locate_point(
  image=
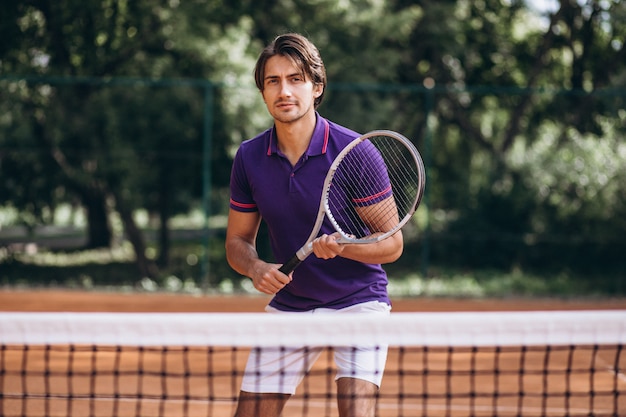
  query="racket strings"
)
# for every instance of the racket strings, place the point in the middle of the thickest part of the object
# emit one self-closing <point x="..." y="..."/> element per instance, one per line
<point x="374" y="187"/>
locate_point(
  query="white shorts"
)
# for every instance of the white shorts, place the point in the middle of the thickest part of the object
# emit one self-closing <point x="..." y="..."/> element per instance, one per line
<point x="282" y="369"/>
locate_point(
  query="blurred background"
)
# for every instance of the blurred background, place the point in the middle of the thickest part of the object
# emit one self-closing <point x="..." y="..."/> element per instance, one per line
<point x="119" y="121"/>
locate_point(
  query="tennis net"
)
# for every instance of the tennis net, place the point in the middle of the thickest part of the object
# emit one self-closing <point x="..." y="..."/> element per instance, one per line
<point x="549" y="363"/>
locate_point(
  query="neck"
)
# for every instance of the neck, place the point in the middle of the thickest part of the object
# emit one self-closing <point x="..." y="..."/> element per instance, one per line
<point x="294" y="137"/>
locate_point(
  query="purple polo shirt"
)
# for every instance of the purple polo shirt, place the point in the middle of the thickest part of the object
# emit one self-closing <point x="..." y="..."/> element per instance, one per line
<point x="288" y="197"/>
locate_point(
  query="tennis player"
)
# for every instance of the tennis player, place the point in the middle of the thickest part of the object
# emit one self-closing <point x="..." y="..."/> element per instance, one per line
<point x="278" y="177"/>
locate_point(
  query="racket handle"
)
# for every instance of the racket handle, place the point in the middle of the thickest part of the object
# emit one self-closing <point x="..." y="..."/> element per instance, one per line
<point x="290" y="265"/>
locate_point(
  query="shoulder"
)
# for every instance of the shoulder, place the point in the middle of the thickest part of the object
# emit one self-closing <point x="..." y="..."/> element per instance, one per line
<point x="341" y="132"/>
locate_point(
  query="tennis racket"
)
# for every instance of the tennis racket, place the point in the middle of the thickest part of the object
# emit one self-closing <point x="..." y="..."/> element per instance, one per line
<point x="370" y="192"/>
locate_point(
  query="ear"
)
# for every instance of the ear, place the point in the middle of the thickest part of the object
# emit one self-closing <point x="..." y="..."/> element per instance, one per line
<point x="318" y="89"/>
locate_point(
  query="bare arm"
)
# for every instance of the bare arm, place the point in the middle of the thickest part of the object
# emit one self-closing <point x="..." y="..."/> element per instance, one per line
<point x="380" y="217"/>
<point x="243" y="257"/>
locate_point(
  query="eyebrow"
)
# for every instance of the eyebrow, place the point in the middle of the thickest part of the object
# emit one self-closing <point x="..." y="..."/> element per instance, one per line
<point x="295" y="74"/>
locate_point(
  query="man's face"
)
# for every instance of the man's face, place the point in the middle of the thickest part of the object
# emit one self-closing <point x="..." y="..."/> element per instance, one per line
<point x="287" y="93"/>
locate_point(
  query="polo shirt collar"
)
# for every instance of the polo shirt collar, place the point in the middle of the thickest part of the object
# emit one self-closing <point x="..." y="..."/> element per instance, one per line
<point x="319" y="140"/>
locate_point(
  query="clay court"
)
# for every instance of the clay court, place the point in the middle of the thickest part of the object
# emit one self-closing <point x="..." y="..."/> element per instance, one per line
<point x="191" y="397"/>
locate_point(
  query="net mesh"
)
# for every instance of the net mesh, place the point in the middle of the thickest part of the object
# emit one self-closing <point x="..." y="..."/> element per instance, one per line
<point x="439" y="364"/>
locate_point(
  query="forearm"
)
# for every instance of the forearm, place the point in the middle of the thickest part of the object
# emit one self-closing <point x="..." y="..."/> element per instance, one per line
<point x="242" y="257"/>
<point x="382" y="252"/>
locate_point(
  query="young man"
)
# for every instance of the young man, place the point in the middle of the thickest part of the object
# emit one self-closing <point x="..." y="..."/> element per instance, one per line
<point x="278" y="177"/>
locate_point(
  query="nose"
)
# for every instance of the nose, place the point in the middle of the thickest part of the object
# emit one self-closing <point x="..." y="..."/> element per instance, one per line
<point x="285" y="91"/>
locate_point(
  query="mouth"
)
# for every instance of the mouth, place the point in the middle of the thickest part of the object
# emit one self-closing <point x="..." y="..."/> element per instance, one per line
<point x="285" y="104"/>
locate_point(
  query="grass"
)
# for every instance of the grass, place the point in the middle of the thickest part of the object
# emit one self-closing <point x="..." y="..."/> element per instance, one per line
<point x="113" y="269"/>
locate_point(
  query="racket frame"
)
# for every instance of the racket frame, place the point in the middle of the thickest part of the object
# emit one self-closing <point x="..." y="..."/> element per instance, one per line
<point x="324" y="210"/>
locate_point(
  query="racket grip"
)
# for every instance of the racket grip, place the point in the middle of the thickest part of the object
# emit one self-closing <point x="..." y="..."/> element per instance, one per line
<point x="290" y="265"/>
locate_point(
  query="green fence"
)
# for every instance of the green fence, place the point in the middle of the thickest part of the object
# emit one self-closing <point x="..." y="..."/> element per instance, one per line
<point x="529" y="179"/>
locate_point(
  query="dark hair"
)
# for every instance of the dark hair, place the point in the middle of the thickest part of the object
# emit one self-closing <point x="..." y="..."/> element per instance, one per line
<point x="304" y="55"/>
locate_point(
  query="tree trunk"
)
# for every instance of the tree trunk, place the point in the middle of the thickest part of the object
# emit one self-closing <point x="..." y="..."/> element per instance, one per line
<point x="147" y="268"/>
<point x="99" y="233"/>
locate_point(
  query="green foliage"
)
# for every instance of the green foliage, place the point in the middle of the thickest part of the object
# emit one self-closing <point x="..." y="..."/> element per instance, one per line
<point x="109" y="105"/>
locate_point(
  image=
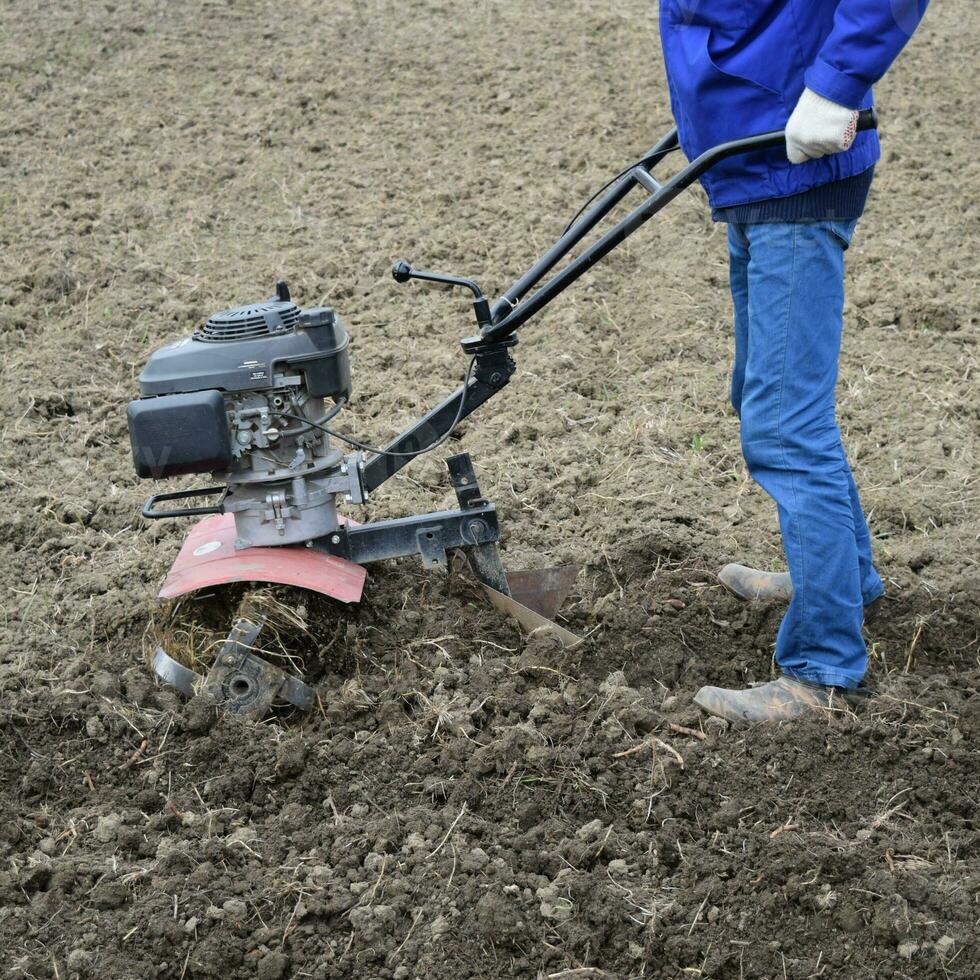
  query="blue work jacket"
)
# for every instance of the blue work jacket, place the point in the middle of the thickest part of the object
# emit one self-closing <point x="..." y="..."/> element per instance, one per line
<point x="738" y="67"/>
==============================
• _Exercise details_
Without including any pictures, print each record exactly.

• _Result_
locate_point(
  image=
  query="racket strings"
)
# for every instance of the racket strings, place the point in the middle of the thickest part of the object
# emit one self-closing <point x="..." y="..."/> element per instance, one per line
<point x="374" y="187"/>
locate_point(
  query="white shorts"
)
# for every instance of the white shorts, place the point in the middle of the thickest part of the object
# emit one self-closing <point x="..." y="..."/> element per instance, one per line
<point x="282" y="369"/>
locate_point(
  query="blurred background"
)
# for every instance of the blurred background, place the point in the middle of the thickest part of the object
# emit one self-closing <point x="..." y="..."/> element per instance, one per line
<point x="119" y="121"/>
locate_point(
  query="tennis net"
)
# for every instance of the tennis net, place the point in the middle of the thickest part of the object
# emit one self-closing <point x="..." y="..."/> element per instance, one per line
<point x="549" y="363"/>
locate_point(
  query="neck"
)
# for every instance of the neck, place the point in the middle of the thickest part of the object
# emit one self-closing <point x="..." y="..."/> element per instance, one per line
<point x="294" y="137"/>
locate_point(
  query="purple polo shirt"
)
# for every instance of the purple polo shirt, place the point in the middle of the thickest part of the object
# emit one self-closing <point x="..." y="..."/> element per instance, one per line
<point x="288" y="197"/>
locate_point(
  query="tennis player"
)
# for every instance of the tennis player, place the point in the middle of the thickest part of the object
# emit one self-closing <point x="..." y="..."/> element per instance, one per line
<point x="278" y="177"/>
locate_point(
  query="racket handle"
)
# for every instance of the racket handle, place the point in the middle of the thickest part of the object
# emit one self-closing <point x="..." y="..."/> element per instance, one per line
<point x="290" y="265"/>
locate_point(
  query="shoulder"
)
# for every instance of the shoulder, place the point in the middle of the thickest part of the object
# emit one self-closing <point x="..." y="..."/> element per instance, one per line
<point x="341" y="132"/>
locate_point(
  query="tennis racket"
)
# for every instance of the tennis racket, place the point in the middle of the thickest part of the object
# emit one self-closing <point x="..." y="..."/> element per instance, one per line
<point x="370" y="192"/>
locate_point(
  query="ear"
)
# for every instance of the ear, place the point in the middle of the thickest part of the object
# emit one self-closing <point x="..." y="..."/> element per instance, one per line
<point x="318" y="89"/>
locate_point(
  query="bare arm"
)
# for every instance of the bare arm, place the point in the middle of the thickest part of the object
# emit one self-closing <point x="..." y="..."/> element per instance, one per line
<point x="380" y="217"/>
<point x="243" y="257"/>
locate_point(
  query="eyebrow"
)
# for every instance of the eyebrow, place the point in the middle of the thickest part of the object
# emit one self-closing <point x="..." y="..."/> element per instance, one per line
<point x="295" y="74"/>
locate_point(
  query="man's face"
)
# for every instance of the man's face, place the point in the middle of the thickest part of the object
# emit one self-closing <point x="..." y="..."/> element per instance, one per line
<point x="287" y="93"/>
locate_point(
  query="polo shirt collar"
)
# for every instance of the polo shirt collar, place the point in the middle of the thickest part of the object
# emit one self-closing <point x="..." y="..."/> element per instance, one per line
<point x="319" y="140"/>
locate_point(
  query="clay court"
)
# for every instance of the clay court, place the point in the middle of the thickest part of the object
# emit one self-closing <point x="..." y="..."/> element per instance, one per line
<point x="191" y="397"/>
locate_point(
  query="net mesh"
)
# for every instance of the net mesh, place the point in the middle of the thickest part of the object
# emit one self-closing <point x="..." y="..."/> element per instance, one per line
<point x="439" y="364"/>
locate_point(
  query="forearm"
)
# for every instance of the forearm, place the point in the middle of the thickest part of the object
# emit one self-closing <point x="..." y="..."/> element per instance, one per line
<point x="242" y="257"/>
<point x="382" y="252"/>
locate_point(
  query="young man"
)
# for every instance of the young man, place the point in the middle of the thickest part of the object
# emit one self-closing <point x="..." y="..."/> element per instance, one per line
<point x="278" y="177"/>
locate_point(
  query="nose"
)
# for every instance of the nose, place the point in the middle of the thickest part of the object
# emit one self-closing <point x="..." y="..."/> element per instance, one per line
<point x="285" y="91"/>
locate_point(
  query="mouth"
)
# for every instance of the mouth, place the point in the middle of the thickest part of the object
# emit one self-closing <point x="..." y="..."/> element per instance, one per line
<point x="285" y="104"/>
locate_point(
  query="grass"
)
# for every instance of the grass, place the point in the middle of the thickest part of the object
# emit one self-closing <point x="..." y="..."/> element per instance, one per line
<point x="113" y="269"/>
locate_point(
  query="racket frame"
)
# for every instance of the racket frame, place the point in the middle of the thickest part of the object
# emit one self-closing <point x="..." y="..."/> element per instance, one per line
<point x="324" y="210"/>
locate_point(
  query="racket grip"
)
# for every instance of the racket grip, place the point in the middle of the thickest part of the object
# emit one self-closing <point x="..." y="..."/> element per instance, one per line
<point x="290" y="265"/>
locate_point(
  query="green fence"
)
# for every instance of the green fence, place the point in the middle of the thickest part of the object
# emit one self-closing <point x="..." y="..."/> element per instance, one per line
<point x="529" y="179"/>
locate_point(
  query="dark hair"
)
# for every instance of the dark hair, place the point in the middle of the thickest part of the object
# emit one self-closing <point x="..." y="..."/> element per instance, one per line
<point x="304" y="55"/>
locate_point(
  query="tree trunk"
)
# for every instance of the tree trunk, place the point in the middle of the thickest part of the object
# emit one self-closing <point x="..." y="..."/> element per instance, one per line
<point x="147" y="268"/>
<point x="99" y="233"/>
locate_point(
  query="green foliage"
)
# for every instance of the green foliage, place the point in the middle of the thickest part of the object
# emit one self-closing <point x="..." y="..."/> element per instance, one per line
<point x="109" y="105"/>
locate_point(
  image=
  query="blue work jacket"
)
# for every instance of the blue work jacket, place the point in the middle of the thickest part of the object
# emit one self-closing <point x="..." y="..."/> element per instance, one per line
<point x="738" y="67"/>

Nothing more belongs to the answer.